▸ **Exercise task**: Please rewrite the listing with "integer" replaced by "whole-number", leaving everything else unchanged.

▸ **Working data**:
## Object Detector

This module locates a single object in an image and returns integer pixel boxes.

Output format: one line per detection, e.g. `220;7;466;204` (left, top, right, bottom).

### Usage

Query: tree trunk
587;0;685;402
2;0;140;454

▸ **Solution to this problem**:
## Object Detector

This module locates a single object in an image and returns whole-number pixel boxes.

Output format: one line per detection, e.g. `220;7;466;204` (left, top, right, bottom).

### Usage

Query: tree trunk
587;0;685;402
2;0;140;454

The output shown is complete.